PROBLEM STATEMENT:
Rewrite the listing as a JSON list of strings, one string per line and blank lines skipped, starting with the line that contains "Please inspect the picture provided and identify blue" and continuing through the end of the listing.

________

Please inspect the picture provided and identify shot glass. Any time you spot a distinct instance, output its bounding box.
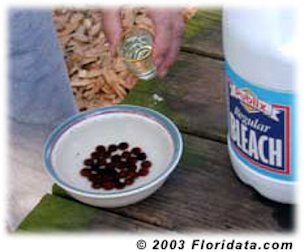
[118,28,156,80]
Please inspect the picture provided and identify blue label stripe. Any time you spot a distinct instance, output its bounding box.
[225,62,295,181]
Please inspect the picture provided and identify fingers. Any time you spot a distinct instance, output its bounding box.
[102,8,122,56]
[148,9,172,72]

________

WRITTEN ANSWER:
[
  "Please inspect the picture provided and identify blue label stripe. Any time you spot a distinct instance, output its bounding box.",
  "[225,62,295,181]",
  "Please inspect the picture provided and identify fingers. Any time you spot a distinct instance, output its bounding box.",
  "[102,8,122,56]",
  "[148,9,172,72]"
]